=== Exercise requirements ===
Report every line in the records below that contains the string "stone", copying each such line in full. Case counts, so uppercase and lowercase letters must match.
--- Begin Material for this task ---
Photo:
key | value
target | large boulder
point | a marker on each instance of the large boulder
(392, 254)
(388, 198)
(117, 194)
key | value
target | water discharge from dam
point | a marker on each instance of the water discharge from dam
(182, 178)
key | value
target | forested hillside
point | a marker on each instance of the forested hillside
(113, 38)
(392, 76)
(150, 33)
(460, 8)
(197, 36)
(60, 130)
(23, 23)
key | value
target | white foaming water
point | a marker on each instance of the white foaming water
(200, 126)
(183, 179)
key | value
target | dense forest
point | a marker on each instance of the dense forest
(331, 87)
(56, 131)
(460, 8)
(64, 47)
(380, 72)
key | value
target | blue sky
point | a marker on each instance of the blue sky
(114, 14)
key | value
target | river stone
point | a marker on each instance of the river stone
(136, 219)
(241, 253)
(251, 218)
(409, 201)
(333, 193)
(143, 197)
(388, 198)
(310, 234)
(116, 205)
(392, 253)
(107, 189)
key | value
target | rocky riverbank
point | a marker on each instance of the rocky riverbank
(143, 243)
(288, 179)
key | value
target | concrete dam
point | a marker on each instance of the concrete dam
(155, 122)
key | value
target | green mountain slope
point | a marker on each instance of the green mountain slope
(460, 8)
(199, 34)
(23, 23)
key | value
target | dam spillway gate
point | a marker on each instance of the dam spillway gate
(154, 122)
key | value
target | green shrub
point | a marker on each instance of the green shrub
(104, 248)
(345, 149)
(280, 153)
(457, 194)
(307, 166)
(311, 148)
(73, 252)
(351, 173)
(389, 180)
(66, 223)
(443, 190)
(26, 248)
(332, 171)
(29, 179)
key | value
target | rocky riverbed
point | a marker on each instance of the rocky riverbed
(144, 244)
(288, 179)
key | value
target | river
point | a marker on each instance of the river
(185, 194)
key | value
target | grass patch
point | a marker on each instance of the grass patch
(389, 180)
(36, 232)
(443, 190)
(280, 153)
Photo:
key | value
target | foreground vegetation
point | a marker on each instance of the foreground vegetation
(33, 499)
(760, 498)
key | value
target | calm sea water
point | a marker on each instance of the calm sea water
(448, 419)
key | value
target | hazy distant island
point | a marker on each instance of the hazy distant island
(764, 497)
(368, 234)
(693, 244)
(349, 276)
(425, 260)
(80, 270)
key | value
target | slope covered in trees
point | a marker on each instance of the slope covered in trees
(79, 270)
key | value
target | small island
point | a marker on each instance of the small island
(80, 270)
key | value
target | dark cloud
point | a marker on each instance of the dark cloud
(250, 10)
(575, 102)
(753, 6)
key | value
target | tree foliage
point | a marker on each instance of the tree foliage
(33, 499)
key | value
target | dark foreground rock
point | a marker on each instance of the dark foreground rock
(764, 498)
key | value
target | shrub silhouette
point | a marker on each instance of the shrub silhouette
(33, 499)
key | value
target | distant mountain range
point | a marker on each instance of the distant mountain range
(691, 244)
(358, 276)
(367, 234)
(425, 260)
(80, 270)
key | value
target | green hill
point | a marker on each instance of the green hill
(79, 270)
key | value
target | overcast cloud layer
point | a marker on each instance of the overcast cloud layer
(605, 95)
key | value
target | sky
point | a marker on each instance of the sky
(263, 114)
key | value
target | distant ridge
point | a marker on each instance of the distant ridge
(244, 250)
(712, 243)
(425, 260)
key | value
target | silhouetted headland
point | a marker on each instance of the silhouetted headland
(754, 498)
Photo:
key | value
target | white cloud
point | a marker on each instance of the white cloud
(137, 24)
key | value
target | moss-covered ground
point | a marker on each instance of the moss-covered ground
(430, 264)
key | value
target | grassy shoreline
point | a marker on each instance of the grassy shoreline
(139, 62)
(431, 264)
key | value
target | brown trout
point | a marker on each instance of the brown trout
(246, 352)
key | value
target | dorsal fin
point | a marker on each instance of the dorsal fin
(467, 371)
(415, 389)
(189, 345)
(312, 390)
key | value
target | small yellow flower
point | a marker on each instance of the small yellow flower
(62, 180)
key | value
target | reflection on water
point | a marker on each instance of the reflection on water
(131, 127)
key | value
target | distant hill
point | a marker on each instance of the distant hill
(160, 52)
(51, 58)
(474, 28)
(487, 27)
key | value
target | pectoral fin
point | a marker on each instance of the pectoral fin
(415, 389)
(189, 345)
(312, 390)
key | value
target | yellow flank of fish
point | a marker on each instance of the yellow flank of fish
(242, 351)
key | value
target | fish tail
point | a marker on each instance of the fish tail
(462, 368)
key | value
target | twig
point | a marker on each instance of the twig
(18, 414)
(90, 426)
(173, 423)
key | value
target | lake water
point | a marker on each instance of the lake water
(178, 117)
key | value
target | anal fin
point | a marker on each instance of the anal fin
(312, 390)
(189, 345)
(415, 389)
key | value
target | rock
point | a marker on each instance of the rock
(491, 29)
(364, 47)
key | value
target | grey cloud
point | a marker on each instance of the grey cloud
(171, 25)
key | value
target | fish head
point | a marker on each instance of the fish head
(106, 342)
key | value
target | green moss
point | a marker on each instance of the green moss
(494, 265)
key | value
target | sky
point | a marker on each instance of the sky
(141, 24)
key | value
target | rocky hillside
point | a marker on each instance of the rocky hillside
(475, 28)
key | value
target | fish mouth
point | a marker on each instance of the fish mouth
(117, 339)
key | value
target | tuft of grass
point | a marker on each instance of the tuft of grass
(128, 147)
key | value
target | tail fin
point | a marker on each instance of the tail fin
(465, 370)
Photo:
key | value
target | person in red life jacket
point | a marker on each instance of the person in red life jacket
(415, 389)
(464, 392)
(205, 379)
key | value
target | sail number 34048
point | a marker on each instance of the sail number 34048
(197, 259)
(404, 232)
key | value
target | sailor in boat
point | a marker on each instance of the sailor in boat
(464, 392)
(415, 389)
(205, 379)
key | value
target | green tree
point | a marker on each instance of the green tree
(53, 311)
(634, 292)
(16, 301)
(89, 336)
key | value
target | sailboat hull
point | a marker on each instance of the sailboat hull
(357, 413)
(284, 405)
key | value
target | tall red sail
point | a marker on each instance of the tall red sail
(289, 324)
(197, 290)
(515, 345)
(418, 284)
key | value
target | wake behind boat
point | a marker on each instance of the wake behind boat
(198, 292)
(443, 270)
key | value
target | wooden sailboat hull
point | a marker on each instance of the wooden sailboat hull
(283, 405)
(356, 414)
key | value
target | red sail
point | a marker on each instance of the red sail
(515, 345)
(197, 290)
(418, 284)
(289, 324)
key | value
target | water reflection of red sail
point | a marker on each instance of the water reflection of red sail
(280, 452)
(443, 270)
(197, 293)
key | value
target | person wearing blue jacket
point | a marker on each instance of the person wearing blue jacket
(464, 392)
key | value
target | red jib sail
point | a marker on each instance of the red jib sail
--- End Material for this task ---
--- Begin Material for this task ---
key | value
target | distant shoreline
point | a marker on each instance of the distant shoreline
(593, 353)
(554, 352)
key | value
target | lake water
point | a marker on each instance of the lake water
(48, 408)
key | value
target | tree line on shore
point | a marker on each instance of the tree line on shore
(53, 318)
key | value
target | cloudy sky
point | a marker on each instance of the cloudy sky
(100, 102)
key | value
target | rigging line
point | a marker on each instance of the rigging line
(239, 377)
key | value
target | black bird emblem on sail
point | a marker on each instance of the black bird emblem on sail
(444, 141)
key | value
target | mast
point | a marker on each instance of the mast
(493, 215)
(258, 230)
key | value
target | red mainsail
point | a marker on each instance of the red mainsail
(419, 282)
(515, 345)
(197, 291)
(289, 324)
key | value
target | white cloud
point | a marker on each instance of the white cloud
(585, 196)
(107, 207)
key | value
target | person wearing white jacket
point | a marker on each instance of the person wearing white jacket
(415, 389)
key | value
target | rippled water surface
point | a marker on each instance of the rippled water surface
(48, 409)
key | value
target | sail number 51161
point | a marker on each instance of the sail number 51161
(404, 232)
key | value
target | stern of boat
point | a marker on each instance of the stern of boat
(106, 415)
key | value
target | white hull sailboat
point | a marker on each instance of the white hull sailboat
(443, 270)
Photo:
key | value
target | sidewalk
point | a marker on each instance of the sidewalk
--- End Material for this task ---
--- Begin Material for this task ---
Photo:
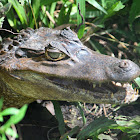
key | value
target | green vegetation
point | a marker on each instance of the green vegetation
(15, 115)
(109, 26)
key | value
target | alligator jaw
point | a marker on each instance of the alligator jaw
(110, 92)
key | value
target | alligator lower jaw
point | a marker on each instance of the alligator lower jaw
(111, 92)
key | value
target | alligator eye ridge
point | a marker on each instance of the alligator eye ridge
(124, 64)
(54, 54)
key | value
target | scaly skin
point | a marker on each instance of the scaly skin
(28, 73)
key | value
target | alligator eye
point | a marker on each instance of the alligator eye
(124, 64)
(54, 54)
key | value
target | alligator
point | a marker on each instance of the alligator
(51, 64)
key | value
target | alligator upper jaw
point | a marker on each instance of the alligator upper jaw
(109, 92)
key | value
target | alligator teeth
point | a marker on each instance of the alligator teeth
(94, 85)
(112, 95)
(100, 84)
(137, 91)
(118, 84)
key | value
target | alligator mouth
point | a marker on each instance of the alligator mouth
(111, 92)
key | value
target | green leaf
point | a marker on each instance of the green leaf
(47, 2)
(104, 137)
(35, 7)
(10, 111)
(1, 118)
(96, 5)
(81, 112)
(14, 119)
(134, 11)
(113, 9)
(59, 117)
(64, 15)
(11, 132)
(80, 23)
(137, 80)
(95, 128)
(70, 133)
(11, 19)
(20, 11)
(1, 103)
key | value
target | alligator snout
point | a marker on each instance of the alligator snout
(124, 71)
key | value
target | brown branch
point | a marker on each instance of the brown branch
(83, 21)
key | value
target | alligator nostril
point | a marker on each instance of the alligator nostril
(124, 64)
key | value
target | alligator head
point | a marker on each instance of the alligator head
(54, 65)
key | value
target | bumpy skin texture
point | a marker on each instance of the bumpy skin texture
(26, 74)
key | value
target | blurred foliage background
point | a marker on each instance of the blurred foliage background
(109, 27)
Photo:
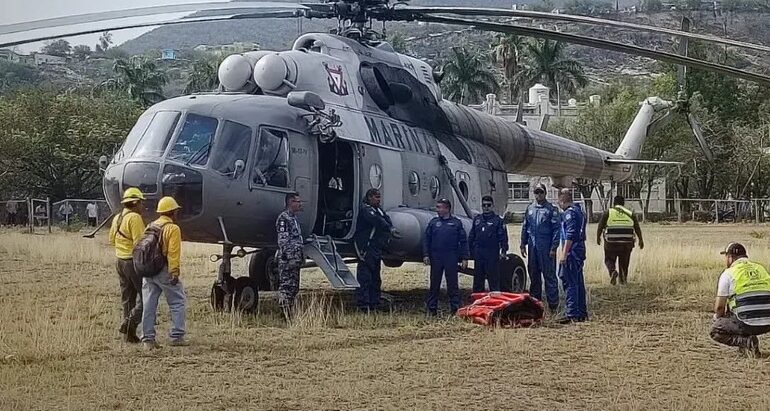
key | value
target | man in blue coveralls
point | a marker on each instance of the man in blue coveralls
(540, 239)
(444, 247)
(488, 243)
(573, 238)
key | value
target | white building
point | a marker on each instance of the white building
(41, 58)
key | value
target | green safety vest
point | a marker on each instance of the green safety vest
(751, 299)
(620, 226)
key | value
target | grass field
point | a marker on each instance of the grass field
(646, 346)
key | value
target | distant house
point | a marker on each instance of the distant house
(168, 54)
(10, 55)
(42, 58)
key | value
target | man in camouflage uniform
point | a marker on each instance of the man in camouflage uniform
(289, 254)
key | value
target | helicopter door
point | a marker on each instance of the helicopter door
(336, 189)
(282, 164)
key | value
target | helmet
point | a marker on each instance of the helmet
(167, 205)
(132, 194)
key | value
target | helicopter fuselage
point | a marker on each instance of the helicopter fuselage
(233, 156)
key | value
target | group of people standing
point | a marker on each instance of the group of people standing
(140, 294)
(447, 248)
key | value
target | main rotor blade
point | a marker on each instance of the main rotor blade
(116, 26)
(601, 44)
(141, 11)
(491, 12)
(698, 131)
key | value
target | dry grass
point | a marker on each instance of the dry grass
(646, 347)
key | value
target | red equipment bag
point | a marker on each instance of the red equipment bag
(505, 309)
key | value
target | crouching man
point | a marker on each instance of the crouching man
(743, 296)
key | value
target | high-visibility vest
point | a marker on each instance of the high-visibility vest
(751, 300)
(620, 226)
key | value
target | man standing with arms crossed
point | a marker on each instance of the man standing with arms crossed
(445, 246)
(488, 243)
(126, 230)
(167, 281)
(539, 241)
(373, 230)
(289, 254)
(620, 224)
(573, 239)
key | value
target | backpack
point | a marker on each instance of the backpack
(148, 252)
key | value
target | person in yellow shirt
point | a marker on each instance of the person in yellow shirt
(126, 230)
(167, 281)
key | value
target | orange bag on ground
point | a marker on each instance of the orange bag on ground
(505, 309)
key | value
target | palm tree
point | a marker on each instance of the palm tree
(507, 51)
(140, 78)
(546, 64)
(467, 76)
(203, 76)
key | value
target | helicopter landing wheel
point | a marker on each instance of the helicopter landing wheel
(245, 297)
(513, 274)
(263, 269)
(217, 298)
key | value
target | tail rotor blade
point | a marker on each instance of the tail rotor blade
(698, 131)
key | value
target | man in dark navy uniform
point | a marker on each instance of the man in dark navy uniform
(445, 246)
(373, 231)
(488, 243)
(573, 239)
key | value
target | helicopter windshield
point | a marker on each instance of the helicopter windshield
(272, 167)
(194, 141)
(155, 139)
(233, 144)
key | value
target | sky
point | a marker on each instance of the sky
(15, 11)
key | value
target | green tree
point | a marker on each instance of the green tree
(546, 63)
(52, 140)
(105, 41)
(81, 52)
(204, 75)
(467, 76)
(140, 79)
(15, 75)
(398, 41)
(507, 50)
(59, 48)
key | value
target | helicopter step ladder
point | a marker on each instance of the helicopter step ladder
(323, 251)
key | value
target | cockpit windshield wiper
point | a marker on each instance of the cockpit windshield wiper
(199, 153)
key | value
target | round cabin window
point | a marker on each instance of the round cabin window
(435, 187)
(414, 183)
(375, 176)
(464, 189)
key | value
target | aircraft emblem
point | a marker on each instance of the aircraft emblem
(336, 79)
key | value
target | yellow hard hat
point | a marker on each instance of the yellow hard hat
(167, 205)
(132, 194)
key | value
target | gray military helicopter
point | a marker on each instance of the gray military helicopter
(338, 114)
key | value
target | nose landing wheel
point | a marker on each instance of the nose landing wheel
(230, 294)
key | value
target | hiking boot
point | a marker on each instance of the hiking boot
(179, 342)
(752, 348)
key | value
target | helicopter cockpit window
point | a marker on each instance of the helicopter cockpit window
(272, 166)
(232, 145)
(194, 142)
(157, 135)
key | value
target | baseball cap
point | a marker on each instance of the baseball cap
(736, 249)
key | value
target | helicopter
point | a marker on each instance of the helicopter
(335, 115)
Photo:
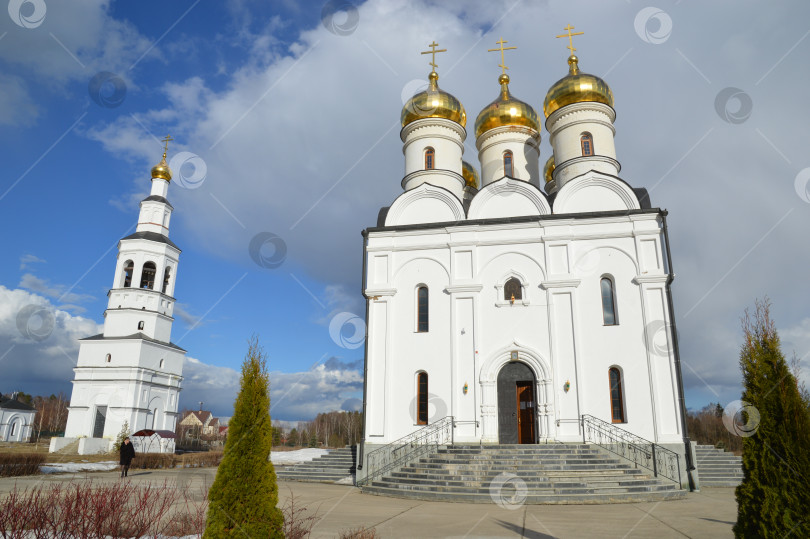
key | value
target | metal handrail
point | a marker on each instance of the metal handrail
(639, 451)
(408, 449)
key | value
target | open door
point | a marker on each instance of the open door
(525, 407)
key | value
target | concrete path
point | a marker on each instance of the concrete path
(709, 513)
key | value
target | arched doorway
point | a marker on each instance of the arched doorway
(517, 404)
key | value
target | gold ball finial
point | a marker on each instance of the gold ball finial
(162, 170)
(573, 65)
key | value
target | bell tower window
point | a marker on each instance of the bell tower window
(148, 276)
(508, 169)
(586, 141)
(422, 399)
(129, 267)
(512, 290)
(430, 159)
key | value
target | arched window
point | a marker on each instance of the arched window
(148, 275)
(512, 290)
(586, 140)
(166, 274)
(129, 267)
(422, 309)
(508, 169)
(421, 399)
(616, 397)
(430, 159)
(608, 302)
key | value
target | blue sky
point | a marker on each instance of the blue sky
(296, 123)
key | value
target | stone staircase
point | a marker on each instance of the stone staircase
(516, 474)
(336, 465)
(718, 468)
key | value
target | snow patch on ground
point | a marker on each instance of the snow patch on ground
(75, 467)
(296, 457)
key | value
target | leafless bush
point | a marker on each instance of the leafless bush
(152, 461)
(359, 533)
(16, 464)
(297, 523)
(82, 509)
--- End Material for this task ---
=== Task solution ===
target | river stone
point | a marker on each instance of the river stone
target | stone staircase
point | a marker on each instance of the stone staircase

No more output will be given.